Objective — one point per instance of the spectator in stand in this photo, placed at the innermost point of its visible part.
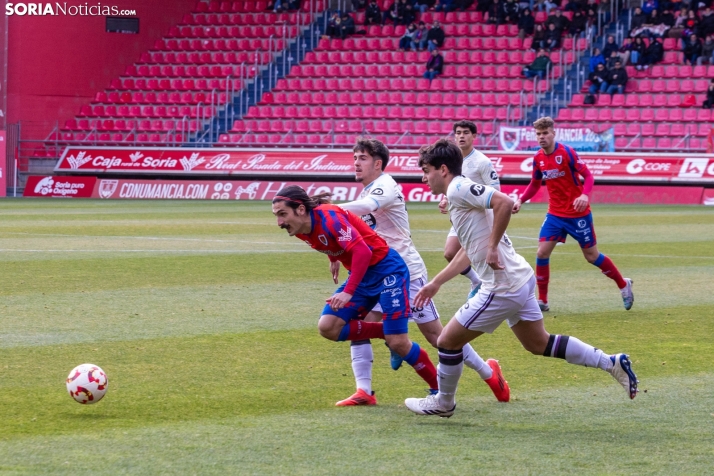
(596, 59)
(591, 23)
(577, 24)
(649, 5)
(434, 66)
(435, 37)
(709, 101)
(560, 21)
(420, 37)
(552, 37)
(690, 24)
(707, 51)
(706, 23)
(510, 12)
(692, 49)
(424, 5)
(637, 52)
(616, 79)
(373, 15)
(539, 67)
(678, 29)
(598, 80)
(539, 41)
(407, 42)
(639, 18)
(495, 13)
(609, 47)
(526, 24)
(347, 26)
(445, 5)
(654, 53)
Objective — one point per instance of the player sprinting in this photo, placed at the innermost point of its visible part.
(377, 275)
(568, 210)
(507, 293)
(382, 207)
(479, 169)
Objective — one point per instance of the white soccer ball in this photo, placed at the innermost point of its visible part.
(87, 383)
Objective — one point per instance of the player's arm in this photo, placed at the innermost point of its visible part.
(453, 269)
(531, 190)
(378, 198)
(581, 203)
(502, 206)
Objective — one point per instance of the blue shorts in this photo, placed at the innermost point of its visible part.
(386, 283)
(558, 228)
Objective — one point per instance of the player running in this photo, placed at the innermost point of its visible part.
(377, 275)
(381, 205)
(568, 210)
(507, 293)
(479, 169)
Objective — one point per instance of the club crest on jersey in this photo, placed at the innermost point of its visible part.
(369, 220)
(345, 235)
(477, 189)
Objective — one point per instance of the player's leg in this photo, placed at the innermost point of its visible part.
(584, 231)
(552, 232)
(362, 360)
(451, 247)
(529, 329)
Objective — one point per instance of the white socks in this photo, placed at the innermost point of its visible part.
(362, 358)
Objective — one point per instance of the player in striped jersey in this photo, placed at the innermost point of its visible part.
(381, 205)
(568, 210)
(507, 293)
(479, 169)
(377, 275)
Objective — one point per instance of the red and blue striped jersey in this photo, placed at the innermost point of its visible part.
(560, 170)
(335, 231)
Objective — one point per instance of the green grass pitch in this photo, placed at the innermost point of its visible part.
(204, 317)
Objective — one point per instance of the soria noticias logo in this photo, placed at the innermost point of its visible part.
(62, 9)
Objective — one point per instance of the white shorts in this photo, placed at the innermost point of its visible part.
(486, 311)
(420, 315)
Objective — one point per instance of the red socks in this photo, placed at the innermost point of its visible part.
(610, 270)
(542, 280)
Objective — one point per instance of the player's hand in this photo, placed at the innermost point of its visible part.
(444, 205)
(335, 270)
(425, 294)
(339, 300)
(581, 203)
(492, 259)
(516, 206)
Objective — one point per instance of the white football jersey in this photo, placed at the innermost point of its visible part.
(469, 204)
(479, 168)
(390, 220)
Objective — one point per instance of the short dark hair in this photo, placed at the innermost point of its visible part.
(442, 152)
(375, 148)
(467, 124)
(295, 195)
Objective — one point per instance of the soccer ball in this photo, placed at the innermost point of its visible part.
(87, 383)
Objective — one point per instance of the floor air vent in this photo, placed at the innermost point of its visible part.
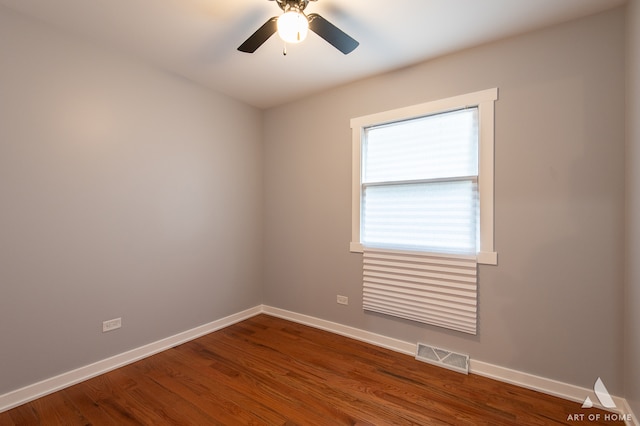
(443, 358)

○ ○ ○ ○ ○ ○ ○

* [Stated task]: Reproduce all of the rows above with "innermost" swapped for "central" and every other character unchanged. Omit the pictures from your output.

* [Response below]:
Objective — one point per instance of the spectator in stand in this photo, placed at the central point of its visible part.
(596, 59)
(591, 23)
(577, 24)
(649, 5)
(434, 66)
(435, 37)
(709, 101)
(560, 21)
(420, 37)
(552, 37)
(690, 24)
(707, 51)
(706, 23)
(510, 12)
(692, 49)
(424, 5)
(637, 52)
(616, 79)
(373, 15)
(539, 67)
(678, 29)
(598, 80)
(539, 41)
(407, 42)
(639, 18)
(495, 13)
(609, 47)
(526, 24)
(347, 26)
(445, 5)
(654, 53)
Objective — one point per instance of the player sprinting in this photo, placed at the central point of its visible part.
(377, 275)
(568, 210)
(507, 293)
(382, 207)
(479, 169)
Objective — one point per instance of the white soccer ball in this photo, placed at the central point of its visible part.
(87, 383)
Objective — one point per instance of the player's arm in this photo, placed at the central point of its visible part.
(453, 269)
(531, 190)
(378, 198)
(581, 203)
(502, 206)
Objective — one point per instance of the blue shorts in this photo, placed at the central point of its visible part.
(386, 283)
(558, 228)
Objective — one point per instance of the player running in this photo, placed at the central point of its visible part.
(377, 275)
(381, 205)
(568, 210)
(507, 293)
(479, 169)
Objective — one point per instance of the club crest on jersey in this photo, placed at the central point of its visible part.
(369, 220)
(345, 235)
(477, 189)
Objective — one point per instance of the player's leg in this photo, placed at the central point of its visible part.
(584, 231)
(552, 232)
(362, 360)
(451, 247)
(529, 329)
Objective — one point per instance of the white socks in this photo, placed at the central point of its visible part.
(362, 358)
Objective — one point per instance of the player in striped jersey in this photo, placed at the central point of its visible part.
(381, 205)
(568, 210)
(507, 293)
(479, 169)
(377, 275)
Objective — one point per instance of the red and blue striped jersey in this photo, placed at the central point of its visible part.
(560, 170)
(335, 231)
Objective — one point per instance of the green grass pitch in this photo, placed at the central point of its visible part.
(204, 317)
Objective — one point per instance of the soria noticias logo in this photo, placed at the central point of its visible part.
(62, 9)
Objective — one point per instance of the white shorts in this photo, placed at the central point of its visible part.
(486, 311)
(420, 315)
Objective — one point per instance of the red socks in this photo, placed at the central point of its visible part.
(610, 270)
(542, 280)
Objective — one point per instance of the player's hand in this photo, placed at the central point of its visible part.
(444, 205)
(335, 270)
(425, 294)
(339, 300)
(581, 203)
(492, 259)
(516, 206)
Objective — one point per instance of the white football jersey in this photo, placed at the central point of its visible part.
(469, 204)
(479, 168)
(390, 220)
Objective — one point per instance of the short dark hair in this photo, placed at the central point of its visible part.
(442, 152)
(375, 148)
(467, 124)
(295, 195)
Objective — one point per instance of the soccer ball in this photo, placed at the central point of its visible part.
(87, 383)
Objective — one point per instance of the floor air vent in this photo, placed at the central point of its visible part.
(443, 358)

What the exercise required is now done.